----- Texte fourni

Vu la procédure suivante :
Procédure contentieuse antérieure :
La société à responsabilité limitée (SARL) Venus Limousines a demandé au tribunal administratif de Paris de prononcer la décharge du rappel de taxe sur la valeur ajoutée (TVA) qui lui a été réclamé pour la période du 1er octobre 2011 au 30 septembre 2014.
Par un jugement n° 1802173 du 25 février 2020, le tribunal administratif de Paris a rejeté la demande de la SARL Venus Limousines.
Procédure devant la Cour :
Par une requête et des mémoires en réplique, enregistrés les 23 juillet, 23 décembre 2020 et 17 septembre 2021, la SARL Venus Limousines, représentée par Me Garitey, avocat, demande à la Cour :
1°) d'annuler le jugement n° 1802173 du 25 février 2020 du tribunal administratif de Paris ;
2°) de prononcer la décharge des rappels de taxe sur la valeur ajoutée qui lui ont été réclamés pour la période du 1er octobre 2011 au 30 septembre 2014 ;
3°) de mettre à la charge de l'Etat une somme de 2 000 euros au titre de l'article L. 761-1 du code de justice administrative.

----------
----- Données disponibles

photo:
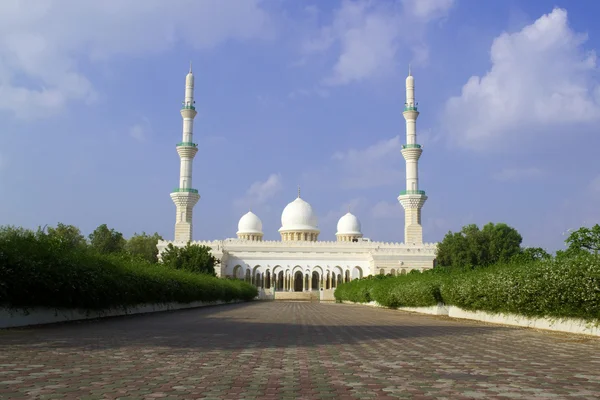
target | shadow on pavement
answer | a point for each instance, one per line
(242, 326)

----------

Exercices:
**A.** D'après le texte fourni, quelle somme la SARL Venus Limousines demande-t-elle de mettre à la charge de l'État ?
**B.** Rédigez la suite du texte fourni sur le litige de TVA de la SARL Venus Limousines, à partir de sa dernière phrase.
Les données proviennent d'une autre source que le texte fourni.

Réponses dans l'ordre:
**A.** Une somme de 2 000 euros, au titre de l'article L. 761-1 du code de justice administrative.

**B.**
La société requérante soutient que :
- la procédure de vérification de comptabilité est irrégulière, les opérations de vérification ayant précédé l'envoi de l'avis de vérification ;
- le recours à la taxation d'office n'est pas justifié ;
- l'administration n'apporte pas la preuve, qui lui incombe, du bien-fondé des rappels en litige, dès lors que la facturation des prestations n'est pas fondée exclusivement sur la durée du transport mais tient compte du kilométrage effectué et que les contrats incluent au moins 10 kilomètres de déplacement pour toute heure facturée ;
- les dépenses engagées pour le compte de ses clients et refacturées ne doivent pas donner lieu à l'application de la TVA.
Par des mémoires en défense, enregistrés le 2 octobre 2020 et le 9 juillet 2021, le ministre de l'économie, des finances et de la relance conclut au rejet de la requête.
Il fait valoir que les moyens de la requête ne sont pas fondés.
Vu les autres pièces du dossier.
Vu :
- le code général des impôts et le livre des procédures fiscales ;
- le code de justice administrative.
Les parties ont été régulièrement averties du jour de l'audience.
Ont été entendus au cours de l'audience publique :
- le rapport de M. Simon ;
- les conclusions de M. Sibilli, rapporteur public ;
- et les observations de Me Bourgi, avocat, substituant Me Garitey, pour la SARL Venus Limousines.
Une note en délibéré, enregistrée le 18 octobre 2021, a été produite pour la SARL Venus Limousines par Me Bourgi.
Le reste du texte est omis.